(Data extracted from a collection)
## Begin
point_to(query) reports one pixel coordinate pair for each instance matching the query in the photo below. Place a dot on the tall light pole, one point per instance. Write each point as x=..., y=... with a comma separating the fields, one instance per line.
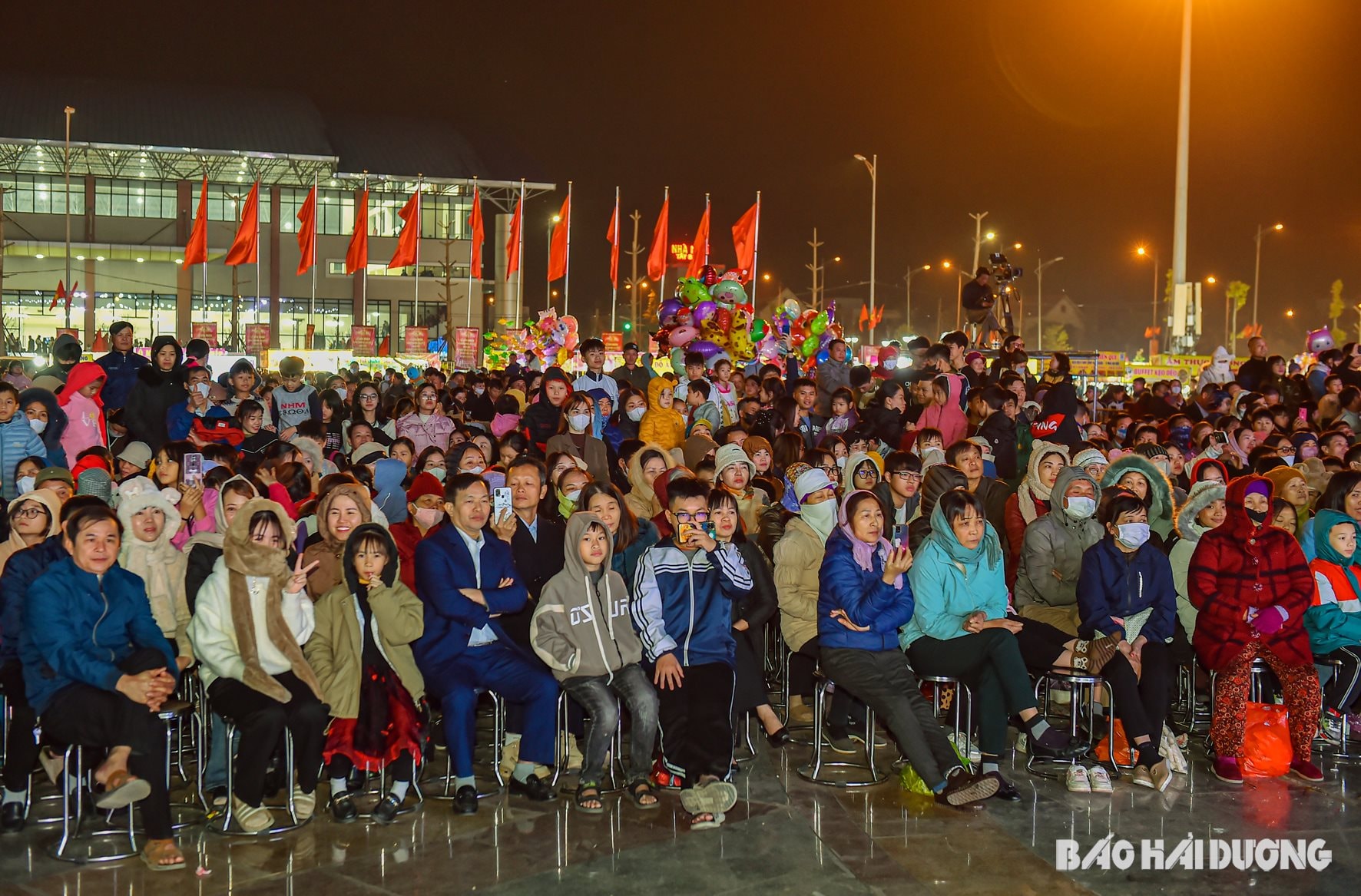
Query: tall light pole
x=1038, y=299
x=908, y=326
x=873, y=166
x=1257, y=268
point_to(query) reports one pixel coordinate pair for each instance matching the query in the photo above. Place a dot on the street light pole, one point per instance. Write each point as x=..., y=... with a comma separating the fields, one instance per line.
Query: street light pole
x=873, y=165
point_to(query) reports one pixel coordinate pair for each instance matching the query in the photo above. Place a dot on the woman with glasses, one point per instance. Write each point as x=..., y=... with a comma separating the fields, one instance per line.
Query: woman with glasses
x=368, y=408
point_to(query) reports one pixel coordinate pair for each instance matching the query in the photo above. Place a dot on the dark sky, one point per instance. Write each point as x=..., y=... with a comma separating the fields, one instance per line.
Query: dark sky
x=1058, y=117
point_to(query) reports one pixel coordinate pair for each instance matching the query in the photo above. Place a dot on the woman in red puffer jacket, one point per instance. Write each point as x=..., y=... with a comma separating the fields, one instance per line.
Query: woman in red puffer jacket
x=1253, y=587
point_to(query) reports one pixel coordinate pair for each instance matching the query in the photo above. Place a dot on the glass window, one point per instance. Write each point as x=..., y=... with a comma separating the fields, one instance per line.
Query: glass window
x=41, y=193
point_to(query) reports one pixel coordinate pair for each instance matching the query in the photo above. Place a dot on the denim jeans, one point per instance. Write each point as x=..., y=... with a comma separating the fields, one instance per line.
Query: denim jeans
x=597, y=695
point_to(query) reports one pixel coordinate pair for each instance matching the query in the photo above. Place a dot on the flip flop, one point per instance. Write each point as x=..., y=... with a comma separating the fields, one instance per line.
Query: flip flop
x=121, y=790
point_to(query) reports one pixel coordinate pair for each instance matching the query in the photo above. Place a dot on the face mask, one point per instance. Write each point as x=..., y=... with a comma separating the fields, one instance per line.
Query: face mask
x=1081, y=508
x=1133, y=534
x=428, y=517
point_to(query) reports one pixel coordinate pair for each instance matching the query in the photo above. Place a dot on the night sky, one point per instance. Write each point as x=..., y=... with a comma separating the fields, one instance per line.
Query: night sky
x=1056, y=117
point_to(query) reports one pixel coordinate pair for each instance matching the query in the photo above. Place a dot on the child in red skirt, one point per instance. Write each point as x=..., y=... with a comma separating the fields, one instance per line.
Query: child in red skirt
x=361, y=653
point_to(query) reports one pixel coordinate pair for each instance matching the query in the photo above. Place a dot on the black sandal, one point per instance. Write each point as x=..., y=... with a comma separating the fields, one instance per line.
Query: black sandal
x=587, y=793
x=640, y=789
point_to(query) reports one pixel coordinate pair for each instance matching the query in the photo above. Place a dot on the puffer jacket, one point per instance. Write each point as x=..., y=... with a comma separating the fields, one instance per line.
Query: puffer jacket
x=396, y=617
x=1052, y=544
x=78, y=627
x=581, y=627
x=1202, y=495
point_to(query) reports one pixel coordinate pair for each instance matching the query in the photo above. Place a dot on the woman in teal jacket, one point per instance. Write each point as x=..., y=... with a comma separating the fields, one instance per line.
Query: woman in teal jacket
x=960, y=629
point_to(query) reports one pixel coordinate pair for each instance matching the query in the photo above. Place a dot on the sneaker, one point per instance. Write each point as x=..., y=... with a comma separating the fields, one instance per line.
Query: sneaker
x=1227, y=770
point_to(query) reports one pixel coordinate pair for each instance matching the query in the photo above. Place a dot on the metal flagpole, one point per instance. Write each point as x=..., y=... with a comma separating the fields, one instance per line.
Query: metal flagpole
x=519, y=283
x=614, y=273
x=756, y=256
x=567, y=263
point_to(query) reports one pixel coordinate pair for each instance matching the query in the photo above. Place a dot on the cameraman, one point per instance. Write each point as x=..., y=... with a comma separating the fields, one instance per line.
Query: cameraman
x=978, y=301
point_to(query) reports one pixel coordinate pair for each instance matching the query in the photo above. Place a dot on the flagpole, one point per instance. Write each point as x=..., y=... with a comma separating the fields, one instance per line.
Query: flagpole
x=756, y=256
x=519, y=283
x=567, y=263
x=614, y=273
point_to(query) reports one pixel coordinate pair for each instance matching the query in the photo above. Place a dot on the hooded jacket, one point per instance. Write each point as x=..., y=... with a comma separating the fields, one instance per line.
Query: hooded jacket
x=581, y=627
x=1241, y=566
x=1188, y=531
x=335, y=650
x=662, y=426
x=78, y=627
x=153, y=396
x=160, y=564
x=1160, y=490
x=1055, y=543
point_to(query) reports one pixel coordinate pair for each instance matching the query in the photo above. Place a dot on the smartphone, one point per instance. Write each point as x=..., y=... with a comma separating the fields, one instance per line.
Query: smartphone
x=190, y=469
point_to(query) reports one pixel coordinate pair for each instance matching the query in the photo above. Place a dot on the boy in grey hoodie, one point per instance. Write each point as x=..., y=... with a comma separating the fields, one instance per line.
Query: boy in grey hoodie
x=581, y=630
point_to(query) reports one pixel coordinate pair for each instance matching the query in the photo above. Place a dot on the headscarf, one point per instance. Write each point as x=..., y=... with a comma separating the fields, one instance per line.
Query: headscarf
x=863, y=551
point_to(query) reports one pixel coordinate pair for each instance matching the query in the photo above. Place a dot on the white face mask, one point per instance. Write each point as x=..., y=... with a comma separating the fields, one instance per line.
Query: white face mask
x=1133, y=534
x=1080, y=506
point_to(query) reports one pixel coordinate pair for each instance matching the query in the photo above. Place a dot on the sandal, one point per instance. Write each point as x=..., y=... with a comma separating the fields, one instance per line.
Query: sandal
x=590, y=793
x=155, y=851
x=640, y=789
x=121, y=790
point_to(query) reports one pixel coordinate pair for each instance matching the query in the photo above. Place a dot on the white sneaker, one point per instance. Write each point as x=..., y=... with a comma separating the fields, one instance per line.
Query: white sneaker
x=1078, y=781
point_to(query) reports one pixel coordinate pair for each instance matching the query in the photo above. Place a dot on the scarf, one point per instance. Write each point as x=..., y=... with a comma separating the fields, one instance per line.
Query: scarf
x=245, y=557
x=863, y=551
x=1323, y=548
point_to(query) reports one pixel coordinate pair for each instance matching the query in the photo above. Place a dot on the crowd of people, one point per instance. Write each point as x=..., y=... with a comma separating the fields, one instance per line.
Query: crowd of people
x=357, y=557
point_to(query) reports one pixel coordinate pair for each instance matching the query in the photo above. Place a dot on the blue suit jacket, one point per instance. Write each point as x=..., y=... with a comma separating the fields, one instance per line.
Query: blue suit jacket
x=444, y=566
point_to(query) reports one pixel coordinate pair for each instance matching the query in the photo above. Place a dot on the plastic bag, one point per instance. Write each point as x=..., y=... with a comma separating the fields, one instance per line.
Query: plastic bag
x=1266, y=742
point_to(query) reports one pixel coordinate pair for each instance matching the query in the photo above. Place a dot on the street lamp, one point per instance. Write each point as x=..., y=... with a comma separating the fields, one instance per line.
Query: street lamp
x=873, y=166
x=1038, y=299
x=1257, y=268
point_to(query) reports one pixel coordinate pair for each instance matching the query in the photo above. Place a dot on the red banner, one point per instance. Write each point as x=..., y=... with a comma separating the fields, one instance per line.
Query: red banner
x=257, y=339
x=467, y=347
x=207, y=332
x=416, y=340
x=364, y=340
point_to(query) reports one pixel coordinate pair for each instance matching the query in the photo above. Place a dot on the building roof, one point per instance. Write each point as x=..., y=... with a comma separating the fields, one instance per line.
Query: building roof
x=177, y=114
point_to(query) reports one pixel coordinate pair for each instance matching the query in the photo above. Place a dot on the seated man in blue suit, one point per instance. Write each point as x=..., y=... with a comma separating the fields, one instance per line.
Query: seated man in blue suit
x=465, y=581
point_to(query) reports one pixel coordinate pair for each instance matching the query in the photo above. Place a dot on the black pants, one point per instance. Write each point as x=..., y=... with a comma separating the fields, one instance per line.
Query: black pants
x=84, y=716
x=21, y=747
x=696, y=722
x=1141, y=703
x=885, y=682
x=990, y=663
x=260, y=721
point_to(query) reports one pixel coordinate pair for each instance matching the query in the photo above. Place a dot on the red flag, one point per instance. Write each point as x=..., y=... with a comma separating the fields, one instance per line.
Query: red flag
x=745, y=241
x=513, y=243
x=308, y=233
x=613, y=236
x=478, y=234
x=657, y=255
x=409, y=241
x=245, y=248
x=701, y=243
x=197, y=252
x=558, y=245
x=357, y=256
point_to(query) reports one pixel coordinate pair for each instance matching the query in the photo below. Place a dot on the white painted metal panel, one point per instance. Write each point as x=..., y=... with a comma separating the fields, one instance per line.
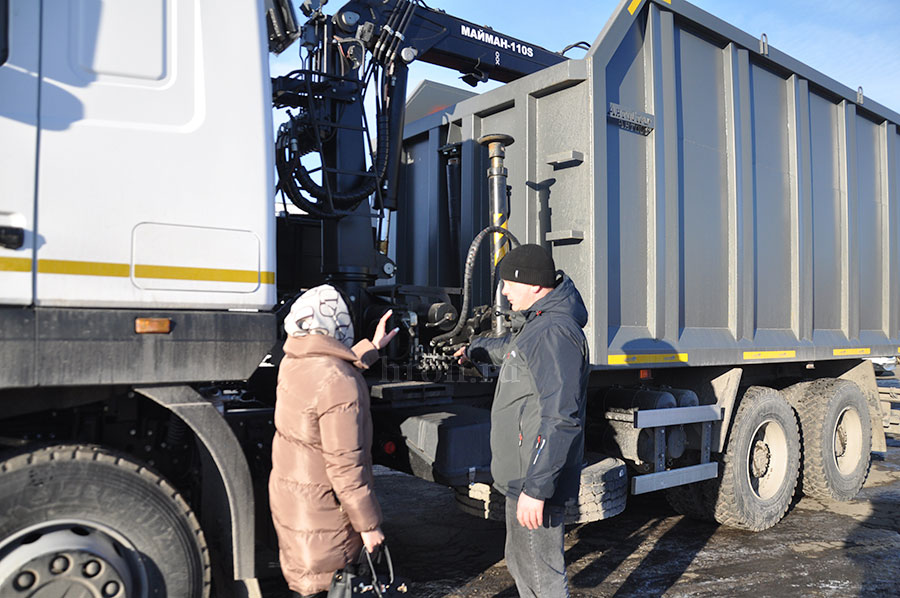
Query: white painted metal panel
x=18, y=148
x=155, y=111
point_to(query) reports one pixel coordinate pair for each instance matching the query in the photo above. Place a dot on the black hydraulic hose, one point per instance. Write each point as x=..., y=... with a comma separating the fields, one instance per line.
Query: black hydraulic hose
x=347, y=199
x=470, y=264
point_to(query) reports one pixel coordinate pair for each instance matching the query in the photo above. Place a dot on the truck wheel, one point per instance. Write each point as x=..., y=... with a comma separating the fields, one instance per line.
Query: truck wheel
x=837, y=439
x=81, y=521
x=603, y=494
x=759, y=473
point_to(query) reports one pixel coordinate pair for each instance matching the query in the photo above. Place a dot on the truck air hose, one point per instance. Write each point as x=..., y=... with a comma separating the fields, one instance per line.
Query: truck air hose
x=470, y=265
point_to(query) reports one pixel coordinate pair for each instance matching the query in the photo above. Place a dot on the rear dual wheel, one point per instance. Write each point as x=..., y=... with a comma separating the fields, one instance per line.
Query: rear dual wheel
x=837, y=438
x=759, y=473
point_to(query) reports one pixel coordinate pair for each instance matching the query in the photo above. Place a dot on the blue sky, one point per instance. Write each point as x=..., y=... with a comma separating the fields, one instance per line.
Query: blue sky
x=855, y=43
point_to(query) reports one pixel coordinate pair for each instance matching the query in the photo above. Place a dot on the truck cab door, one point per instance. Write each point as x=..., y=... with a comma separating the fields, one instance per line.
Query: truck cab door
x=19, y=79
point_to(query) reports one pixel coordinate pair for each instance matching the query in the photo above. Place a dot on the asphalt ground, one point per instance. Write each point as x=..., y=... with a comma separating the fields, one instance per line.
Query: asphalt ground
x=820, y=549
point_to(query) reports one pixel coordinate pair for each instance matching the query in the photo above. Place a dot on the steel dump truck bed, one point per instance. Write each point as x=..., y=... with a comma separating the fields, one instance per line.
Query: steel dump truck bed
x=715, y=200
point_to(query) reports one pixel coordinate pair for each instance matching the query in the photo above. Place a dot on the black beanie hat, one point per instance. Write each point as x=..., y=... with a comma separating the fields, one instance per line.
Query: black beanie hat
x=529, y=264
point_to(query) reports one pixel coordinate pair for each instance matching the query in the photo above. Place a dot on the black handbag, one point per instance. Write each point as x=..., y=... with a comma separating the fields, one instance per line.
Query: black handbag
x=363, y=579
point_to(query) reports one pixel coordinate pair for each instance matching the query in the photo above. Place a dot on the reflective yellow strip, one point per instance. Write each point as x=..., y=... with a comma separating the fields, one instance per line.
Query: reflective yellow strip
x=632, y=359
x=15, y=264
x=145, y=271
x=859, y=351
x=83, y=268
x=498, y=237
x=769, y=354
x=204, y=274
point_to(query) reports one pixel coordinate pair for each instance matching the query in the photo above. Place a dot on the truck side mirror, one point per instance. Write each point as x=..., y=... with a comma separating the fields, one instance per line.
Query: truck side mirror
x=4, y=31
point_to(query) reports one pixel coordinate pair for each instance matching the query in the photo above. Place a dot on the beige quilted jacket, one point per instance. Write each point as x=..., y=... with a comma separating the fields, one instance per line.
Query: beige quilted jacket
x=321, y=486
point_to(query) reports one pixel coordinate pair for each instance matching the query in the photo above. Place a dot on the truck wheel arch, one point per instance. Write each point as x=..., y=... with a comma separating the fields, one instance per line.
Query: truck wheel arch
x=232, y=501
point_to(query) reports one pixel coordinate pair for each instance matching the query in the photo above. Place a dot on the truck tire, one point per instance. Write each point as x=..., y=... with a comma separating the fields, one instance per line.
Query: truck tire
x=837, y=439
x=758, y=475
x=79, y=520
x=603, y=494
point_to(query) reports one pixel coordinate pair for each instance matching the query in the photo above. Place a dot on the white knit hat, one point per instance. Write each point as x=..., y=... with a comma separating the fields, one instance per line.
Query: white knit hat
x=321, y=310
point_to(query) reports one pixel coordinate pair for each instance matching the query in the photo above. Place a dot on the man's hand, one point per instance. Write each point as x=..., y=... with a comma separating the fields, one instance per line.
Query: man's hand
x=530, y=511
x=372, y=539
x=463, y=359
x=381, y=340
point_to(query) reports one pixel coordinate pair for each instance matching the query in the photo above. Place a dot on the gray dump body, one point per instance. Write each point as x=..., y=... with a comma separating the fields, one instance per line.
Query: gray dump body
x=715, y=203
## End
Task objective
Copy out the stretch of lines from the one containing "the street light" through the one containing "x=597, y=695", including both ends and every request. Multiply each x and y coordinate in the answers by 2.25 and round it to a whole number, with halves rounded up.

Full solution
point_to(query) reports one pixel coordinate pair for each instance matching the query in the photo above. Place a dot on the street light pole, one point per instance. Write each point as x=..., y=... with a comma separating the fields, one instance per line.
Query: street light pole
x=1964, y=371
point_to(query) reports one pixel coordinate pair for each instance matching the query in the photo above. Place a dot on the woman with glasses, one point per instance. Write each point as x=..., y=... with a comma separating the fields, one instance per line.
Query: woman with glasses
x=828, y=918
point_to(query) reports one pixel coordinate pair for each instance matching the query in the photo above. Place a dot on the dark sky, one point per instance. Write each point as x=..., y=... with a comma separating the fields, one instance per line.
Query: dark sky
x=2381, y=263
point_to(query) reports one pixel coordinate pair for each instance matching the query in the photo above. Place a dot on the woman in red puffer jacket, one point per instance. Write each point as x=..., y=... with a comma separating the fields, one instance per line.
Query: woman in red puffer jacket
x=2819, y=1321
point_to(query) reports one pixel coordinate pair for each instance matching the query in the photo above. Place a dot on the glass window, one point per instance. Write each point as x=..., y=... with a comma separating the fields, one instance per line.
Query: glass window
x=92, y=434
point_to(query) reports one pixel coordinate pair for each instance matching the query in the photo above. Place a dot on the denim jeans, one point per instance. Write each point as x=..., y=... with a comma separating the fields, one instance per line.
Query: denim jeans
x=1343, y=1564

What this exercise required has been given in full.